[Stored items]
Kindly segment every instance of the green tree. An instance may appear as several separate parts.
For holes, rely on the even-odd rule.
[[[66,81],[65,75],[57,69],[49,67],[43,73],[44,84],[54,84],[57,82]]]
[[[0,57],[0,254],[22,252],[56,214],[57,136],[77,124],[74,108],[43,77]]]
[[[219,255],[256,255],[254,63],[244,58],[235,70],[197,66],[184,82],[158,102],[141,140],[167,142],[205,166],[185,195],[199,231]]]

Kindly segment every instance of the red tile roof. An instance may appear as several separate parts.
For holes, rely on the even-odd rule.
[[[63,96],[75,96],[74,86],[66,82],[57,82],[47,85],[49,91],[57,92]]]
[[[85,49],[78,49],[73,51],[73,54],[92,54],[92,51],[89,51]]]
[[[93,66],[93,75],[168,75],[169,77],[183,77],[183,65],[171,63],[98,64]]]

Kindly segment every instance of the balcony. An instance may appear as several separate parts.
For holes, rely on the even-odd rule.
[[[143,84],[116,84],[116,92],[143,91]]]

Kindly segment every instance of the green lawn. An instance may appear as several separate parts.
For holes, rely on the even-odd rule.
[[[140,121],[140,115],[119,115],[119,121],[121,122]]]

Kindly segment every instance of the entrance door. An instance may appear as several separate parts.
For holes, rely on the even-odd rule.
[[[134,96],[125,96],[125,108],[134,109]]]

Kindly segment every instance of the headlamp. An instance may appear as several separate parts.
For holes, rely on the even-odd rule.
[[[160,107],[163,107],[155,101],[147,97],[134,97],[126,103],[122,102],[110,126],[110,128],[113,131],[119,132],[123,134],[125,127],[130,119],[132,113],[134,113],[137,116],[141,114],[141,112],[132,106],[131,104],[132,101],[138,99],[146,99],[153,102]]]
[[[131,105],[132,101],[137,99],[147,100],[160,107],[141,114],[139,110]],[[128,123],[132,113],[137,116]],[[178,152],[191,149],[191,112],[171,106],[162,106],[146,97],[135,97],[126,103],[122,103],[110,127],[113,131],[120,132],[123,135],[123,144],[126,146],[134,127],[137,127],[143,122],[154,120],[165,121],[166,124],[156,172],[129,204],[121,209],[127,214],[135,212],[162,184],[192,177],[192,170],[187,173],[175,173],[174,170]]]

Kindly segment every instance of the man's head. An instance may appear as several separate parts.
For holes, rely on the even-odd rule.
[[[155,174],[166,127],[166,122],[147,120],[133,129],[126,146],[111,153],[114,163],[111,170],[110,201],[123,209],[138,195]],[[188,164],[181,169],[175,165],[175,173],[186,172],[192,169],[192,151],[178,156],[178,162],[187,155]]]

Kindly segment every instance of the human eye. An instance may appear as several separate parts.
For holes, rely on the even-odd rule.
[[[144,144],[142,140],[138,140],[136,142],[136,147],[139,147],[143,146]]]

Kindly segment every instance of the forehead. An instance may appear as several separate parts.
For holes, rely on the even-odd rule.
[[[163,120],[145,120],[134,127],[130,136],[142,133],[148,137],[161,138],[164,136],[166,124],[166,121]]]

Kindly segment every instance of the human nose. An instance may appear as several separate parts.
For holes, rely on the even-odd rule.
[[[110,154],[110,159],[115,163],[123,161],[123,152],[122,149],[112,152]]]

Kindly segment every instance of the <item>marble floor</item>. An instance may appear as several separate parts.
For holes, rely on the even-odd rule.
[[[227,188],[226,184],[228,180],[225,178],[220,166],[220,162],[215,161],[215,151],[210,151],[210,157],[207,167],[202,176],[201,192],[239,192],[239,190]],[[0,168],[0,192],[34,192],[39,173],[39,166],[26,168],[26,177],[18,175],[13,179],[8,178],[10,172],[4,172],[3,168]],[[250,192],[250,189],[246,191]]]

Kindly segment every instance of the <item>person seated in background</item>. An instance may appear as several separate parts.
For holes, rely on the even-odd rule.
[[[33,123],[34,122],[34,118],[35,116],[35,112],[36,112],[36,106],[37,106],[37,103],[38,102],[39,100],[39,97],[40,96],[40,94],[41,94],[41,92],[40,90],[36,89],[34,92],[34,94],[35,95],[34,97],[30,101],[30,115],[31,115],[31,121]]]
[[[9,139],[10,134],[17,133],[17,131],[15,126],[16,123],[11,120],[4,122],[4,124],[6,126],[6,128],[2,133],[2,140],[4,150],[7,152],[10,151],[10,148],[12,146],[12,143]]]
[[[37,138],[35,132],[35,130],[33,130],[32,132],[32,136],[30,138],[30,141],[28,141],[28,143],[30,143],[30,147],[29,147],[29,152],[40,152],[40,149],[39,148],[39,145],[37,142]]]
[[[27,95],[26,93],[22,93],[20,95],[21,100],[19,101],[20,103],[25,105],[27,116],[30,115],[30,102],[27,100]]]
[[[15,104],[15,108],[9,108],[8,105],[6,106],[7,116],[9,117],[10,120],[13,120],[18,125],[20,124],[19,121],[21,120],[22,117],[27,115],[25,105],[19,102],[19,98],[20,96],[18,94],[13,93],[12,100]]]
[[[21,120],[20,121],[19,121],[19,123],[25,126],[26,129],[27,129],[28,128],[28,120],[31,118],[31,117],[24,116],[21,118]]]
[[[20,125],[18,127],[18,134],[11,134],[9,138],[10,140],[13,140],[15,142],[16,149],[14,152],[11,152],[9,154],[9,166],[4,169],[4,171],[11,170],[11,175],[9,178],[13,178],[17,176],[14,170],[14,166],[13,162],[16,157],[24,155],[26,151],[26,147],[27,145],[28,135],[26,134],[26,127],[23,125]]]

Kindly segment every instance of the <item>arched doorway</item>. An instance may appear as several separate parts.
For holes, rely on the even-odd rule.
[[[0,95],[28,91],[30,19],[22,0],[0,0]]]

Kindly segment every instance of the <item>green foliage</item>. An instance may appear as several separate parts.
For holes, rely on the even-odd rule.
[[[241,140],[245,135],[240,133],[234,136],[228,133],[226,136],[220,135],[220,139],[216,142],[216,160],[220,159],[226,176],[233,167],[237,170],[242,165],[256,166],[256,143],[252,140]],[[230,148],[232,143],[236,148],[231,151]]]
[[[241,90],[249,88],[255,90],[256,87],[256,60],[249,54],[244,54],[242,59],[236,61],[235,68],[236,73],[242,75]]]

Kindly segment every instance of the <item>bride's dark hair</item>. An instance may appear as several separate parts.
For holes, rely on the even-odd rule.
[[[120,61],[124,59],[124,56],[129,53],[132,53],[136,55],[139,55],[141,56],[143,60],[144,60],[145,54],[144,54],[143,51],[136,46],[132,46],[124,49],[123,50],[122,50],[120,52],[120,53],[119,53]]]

**WHAT IS REQUIRED**
Scale the records from the line containing "Kindly segment every instance of the green lawn." through the line containing "[[[134,96],[125,96],[125,108],[134,109]]]": give only those lines again, requests included, with each polygon vertex coordinate multiplied by 1.25 and rounded to a whole number, halves rounded up.

**FINAL RESULT**
Kindly segment every instance of the green lawn. An instance may appear as several separate parts.
For holes, rely on the even-odd rule.
[[[175,151],[175,144],[149,144],[149,151],[151,153]]]

Kindly segment every instance of the entrance door. An instance may appear as several separate parts.
For holes, rely on the even-odd rule.
[[[168,120],[156,120],[156,135],[168,136]]]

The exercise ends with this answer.